__Task to complete__
Please repeat, exactly as written, every line from the one containing "pixel 148 252" through the last line of the records, both included, and leave out any pictures.

__Given data__
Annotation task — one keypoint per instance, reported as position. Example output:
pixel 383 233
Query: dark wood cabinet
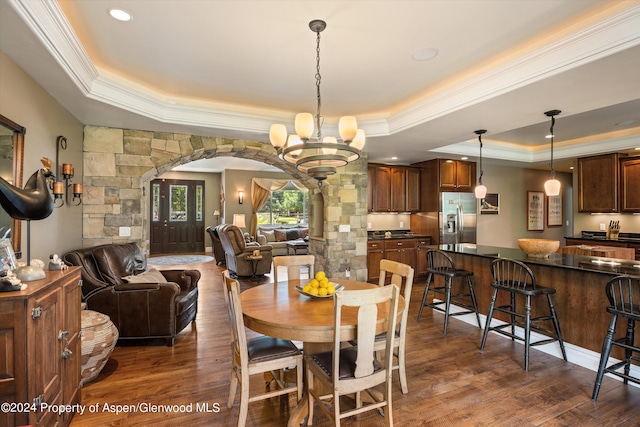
pixel 598 178
pixel 630 184
pixel 40 339
pixel 393 189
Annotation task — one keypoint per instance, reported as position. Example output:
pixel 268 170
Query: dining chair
pixel 516 278
pixel 259 355
pixel 623 293
pixel 293 264
pixel 399 273
pixel 355 369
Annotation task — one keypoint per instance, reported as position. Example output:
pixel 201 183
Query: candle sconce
pixel 63 185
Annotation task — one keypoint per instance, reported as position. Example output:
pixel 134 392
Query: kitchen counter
pixel 579 282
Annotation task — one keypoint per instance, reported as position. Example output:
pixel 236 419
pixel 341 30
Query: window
pixel 286 206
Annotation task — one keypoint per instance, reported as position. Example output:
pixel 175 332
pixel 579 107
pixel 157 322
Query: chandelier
pixel 552 186
pixel 318 156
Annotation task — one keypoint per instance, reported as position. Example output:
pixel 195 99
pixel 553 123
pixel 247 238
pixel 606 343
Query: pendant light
pixel 481 190
pixel 552 186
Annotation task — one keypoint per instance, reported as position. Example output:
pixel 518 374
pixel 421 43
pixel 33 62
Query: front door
pixel 177 216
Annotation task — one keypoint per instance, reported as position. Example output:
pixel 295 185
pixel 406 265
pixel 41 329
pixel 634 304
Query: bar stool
pixel 516 278
pixel 441 264
pixel 623 293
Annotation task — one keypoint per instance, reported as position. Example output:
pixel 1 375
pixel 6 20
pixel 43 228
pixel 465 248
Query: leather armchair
pixel 218 252
pixel 236 250
pixel 138 310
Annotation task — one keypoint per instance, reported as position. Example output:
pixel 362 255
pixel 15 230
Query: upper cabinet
pixel 393 188
pixel 457 175
pixel 598 178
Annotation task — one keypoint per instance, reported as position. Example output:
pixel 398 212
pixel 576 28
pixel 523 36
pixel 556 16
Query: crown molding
pixel 47 21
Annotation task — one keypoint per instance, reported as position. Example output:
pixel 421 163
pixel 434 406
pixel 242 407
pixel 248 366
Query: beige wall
pixel 26 103
pixel 512 184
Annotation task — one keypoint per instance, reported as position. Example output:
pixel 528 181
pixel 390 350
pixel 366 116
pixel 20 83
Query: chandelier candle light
pixel 318 156
pixel 481 190
pixel 552 186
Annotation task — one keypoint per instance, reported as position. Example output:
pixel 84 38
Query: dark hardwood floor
pixel 451 383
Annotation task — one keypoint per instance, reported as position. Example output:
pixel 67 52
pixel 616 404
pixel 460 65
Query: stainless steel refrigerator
pixel 457 217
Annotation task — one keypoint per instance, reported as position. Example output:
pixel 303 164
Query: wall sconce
pixel 62 186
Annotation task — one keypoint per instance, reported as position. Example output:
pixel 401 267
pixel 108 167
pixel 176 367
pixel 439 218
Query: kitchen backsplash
pixel 384 222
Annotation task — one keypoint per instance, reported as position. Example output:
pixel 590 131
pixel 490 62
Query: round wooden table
pixel 279 310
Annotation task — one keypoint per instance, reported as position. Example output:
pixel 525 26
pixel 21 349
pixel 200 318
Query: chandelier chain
pixel 318 81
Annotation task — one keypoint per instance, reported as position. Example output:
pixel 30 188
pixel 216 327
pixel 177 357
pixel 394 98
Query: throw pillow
pixel 293 234
pixel 150 276
pixel 281 235
pixel 269 234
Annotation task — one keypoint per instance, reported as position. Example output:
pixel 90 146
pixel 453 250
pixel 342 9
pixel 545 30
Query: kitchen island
pixel 579 281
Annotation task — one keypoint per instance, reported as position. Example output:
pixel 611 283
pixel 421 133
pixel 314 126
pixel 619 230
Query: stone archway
pixel 118 163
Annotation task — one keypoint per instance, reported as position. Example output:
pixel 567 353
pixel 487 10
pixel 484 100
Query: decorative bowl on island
pixel 538 248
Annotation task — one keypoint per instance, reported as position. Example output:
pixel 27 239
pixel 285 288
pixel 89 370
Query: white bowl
pixel 538 248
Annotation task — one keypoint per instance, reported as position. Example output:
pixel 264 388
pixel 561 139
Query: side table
pixel 255 259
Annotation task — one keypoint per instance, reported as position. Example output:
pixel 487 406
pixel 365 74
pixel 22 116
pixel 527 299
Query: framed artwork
pixel 554 211
pixel 7 256
pixel 490 205
pixel 535 211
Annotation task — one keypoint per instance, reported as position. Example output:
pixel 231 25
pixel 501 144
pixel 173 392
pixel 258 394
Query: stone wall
pixel 119 163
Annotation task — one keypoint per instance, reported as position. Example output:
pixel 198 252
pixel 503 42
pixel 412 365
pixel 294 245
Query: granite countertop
pixel 581 262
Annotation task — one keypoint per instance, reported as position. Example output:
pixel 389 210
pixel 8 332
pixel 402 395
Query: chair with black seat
pixel 516 278
pixel 623 293
pixel 259 355
pixel 352 370
pixel 441 264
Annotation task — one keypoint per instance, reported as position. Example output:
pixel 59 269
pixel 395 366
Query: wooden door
pixel 177 216
pixel 43 331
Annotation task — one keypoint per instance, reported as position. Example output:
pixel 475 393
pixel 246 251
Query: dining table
pixel 280 310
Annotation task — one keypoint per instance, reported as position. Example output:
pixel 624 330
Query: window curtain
pixel 261 188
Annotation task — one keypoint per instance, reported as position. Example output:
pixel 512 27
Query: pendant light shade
pixel 318 156
pixel 480 190
pixel 552 186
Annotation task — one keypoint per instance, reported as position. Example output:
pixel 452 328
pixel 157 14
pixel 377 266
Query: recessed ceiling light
pixel 425 54
pixel 120 15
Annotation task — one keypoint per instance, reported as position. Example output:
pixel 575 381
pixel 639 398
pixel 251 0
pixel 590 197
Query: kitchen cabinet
pixel 393 188
pixel 598 178
pixel 40 341
pixel 630 184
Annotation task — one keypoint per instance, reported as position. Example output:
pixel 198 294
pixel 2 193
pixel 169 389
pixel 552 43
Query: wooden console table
pixel 40 337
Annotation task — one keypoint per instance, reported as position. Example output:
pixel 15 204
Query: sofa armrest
pixel 186 279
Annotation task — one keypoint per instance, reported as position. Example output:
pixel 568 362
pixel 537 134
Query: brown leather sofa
pixel 236 249
pixel 218 251
pixel 138 310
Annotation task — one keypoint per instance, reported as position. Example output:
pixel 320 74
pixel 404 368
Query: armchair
pixel 138 310
pixel 236 250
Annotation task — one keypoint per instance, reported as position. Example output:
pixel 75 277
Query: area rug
pixel 179 259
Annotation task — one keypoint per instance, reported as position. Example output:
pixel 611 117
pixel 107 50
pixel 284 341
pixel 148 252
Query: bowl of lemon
pixel 319 287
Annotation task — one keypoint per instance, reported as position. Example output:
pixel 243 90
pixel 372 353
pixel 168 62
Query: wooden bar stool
pixel 516 278
pixel 623 293
pixel 441 264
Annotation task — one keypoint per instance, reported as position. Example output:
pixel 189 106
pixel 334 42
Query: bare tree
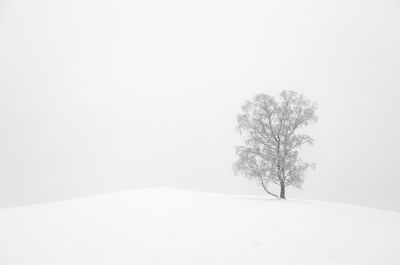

__Task answer__
pixel 148 252
Query: bowl of lemon
pixel 319 287
Annotation task — one keypoint per instance, reported as position. Example output:
pixel 243 90
pixel 372 353
pixel 168 62
Query: wooden bar stool
pixel 516 278
pixel 623 293
pixel 441 264
Annotation task — one keypoint per instance, reported as position. Example output:
pixel 189 106
pixel 334 42
Query: bare tree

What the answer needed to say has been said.